What to do -
(1) In the column on trading interfaces, which vendor is named as having built the ability to drill down from a heatmap GUI?
(2) In the column on trading interfaces, transcribe the passage from "A few vendors" up to and including "true multimedia event.".
(3) Continue the column on trading interfaces, picking up right after its final sentence.

Supplied passage -

■ ■ ■ ■ ■

Gaming the Markets
THE DALY CLOSE
After wandering the aisles of last year's Securities Industry Association's technology conference, I wound up with a distinct feeling that the Level 2 quote screen's days are numbered.
Of course, it won't disappear in the next year or two, but it's going to fade away as more traders have to focus on multiple markets and instrument types.
The hottest trend in GUI design is how to convey the greatest amount of information to the trader using the least amount of screen real estate. Heatmaps have been around for a number of years and vendors such as Fractal Edge have developed the ability to drill down from the heatmap GUI and provide more granular information with each successive drill down into the data.
A few vendors have even brought sound-based interfaces to the market. Some allow remote traders to listen to virtualized pit noise to detect market momentum. Other vendors have assigned the sound of specific musical instruments to specific market movements. If you hear the bassoon running down the scale, get out of that position as fast as possible.
The only thing I have yet to see is a tactile user interface, but I'm sure it's only going to be a matter of time before we see USB-enabled footrests that send vibrations through the trader's footwear to indicate market movements.
Trading is becoming a true multimedia event.
The biggest question, however, is whether the interfaces are changing too quickly for the traders who will use them to keep up with. I know a few people on the Street who still miss their old green screens, and for whom the explosive growth in new interfaces is a sensory overload.
How will the industry find traders that will adapt quickly to the new interfaces? The easiest answer is to grow them.
Last month I attended a panel discussion at the Securities Industry and Financial Markets Association's (SIFMA's) annual fixed-income technology conference in midtown Manhattan and found quite a bit of truth in an off-the-cuff joke made by a panelist during one of the sessions.

■ ■ ■ ■ ■

Saved entries
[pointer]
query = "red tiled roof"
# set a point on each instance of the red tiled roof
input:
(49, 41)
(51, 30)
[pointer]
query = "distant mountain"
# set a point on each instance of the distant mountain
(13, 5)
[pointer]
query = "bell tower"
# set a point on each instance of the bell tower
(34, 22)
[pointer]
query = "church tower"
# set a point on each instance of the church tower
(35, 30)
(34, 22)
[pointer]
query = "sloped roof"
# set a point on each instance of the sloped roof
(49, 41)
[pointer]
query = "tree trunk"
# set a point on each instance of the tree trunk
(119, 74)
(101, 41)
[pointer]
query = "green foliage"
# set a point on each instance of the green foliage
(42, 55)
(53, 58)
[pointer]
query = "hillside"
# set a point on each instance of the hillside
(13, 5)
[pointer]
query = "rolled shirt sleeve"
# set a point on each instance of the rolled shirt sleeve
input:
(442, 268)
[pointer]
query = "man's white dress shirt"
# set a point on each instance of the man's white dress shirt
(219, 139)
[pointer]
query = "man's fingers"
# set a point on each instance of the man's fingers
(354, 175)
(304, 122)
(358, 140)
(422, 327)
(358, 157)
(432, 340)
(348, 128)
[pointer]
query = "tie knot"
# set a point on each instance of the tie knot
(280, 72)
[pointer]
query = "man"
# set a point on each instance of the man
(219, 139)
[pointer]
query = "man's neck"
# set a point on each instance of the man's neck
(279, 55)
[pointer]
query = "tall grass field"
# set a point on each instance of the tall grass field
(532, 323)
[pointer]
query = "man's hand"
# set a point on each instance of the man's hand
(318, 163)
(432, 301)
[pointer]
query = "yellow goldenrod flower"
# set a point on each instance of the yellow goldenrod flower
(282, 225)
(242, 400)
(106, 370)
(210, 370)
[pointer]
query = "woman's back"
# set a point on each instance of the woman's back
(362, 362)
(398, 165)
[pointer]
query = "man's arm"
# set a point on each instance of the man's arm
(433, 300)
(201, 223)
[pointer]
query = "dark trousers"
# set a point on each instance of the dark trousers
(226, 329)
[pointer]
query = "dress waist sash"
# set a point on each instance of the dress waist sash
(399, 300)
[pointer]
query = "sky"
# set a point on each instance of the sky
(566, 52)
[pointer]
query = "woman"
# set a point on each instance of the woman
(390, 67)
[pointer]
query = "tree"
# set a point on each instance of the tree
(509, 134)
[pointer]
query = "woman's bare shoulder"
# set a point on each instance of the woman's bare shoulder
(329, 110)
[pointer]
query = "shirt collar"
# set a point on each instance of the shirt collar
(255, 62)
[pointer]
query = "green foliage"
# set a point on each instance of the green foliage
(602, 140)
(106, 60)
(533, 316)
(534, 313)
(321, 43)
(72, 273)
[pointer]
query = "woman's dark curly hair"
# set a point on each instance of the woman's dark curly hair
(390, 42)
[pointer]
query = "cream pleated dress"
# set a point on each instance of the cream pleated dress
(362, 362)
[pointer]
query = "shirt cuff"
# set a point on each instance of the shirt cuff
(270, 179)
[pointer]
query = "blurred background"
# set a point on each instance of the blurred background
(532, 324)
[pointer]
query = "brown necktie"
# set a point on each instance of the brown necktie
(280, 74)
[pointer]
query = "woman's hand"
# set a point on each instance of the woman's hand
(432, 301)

■ ■ ■ ■ ■

Responses in order -
(1) Fractal Edge

(2)
A few vendors have even brought sound-based interfaces to the market. Some allow remote traders to listen to virtualized pit noise to detect market momentum. Other vendors have assigned the sound of specific musical instruments to specific market movements. If you hear the bassoon running down the scale, get out of that position as fast as possible.
The only thing I have yet to see is a tactile user interface, but I'm sure it's only going to be a matter of time before we see USB-enabled footrests that send vibrations through the trader's footwear to indicate market movements.
Trading is becoming a true multimedia event.

(3)
The panelist was speaking on electronic execution for alternative asset classes session and said that he knew of one firm where part of a trader's job interview consisted of playing video games to test hand-eye coordination. That's nothing new, but he then he jokingly suggested that someone should connect a real-time market data feed to a game console so that people could learn to hit prices all day.
That's when it hit me.
Think Orson Scott Card's science fiction novel, Ender's Game. For those not familiar with the book: Alien invaders are decimating humanity, which responds by training its children as warriors through a series of physical and strategy "games" and exercises to defeat the invaders.
Can the same game strategy be used to train the next generation of traders?
Reuters won't release its own game control and you won't see a Bloomberg terminal nestled between your teenager's Xbox 360 and PlayStation 3. But is it beyond the realm of possibility to think that some brokerage or hedge fund could approach a game-design shop to develop a thinly veiled trading game to spur interest and skills of future traders?
If firms wind up developing these new trading simulators, why not release them into the wild? Viral marketing works wonders in the Internet Age.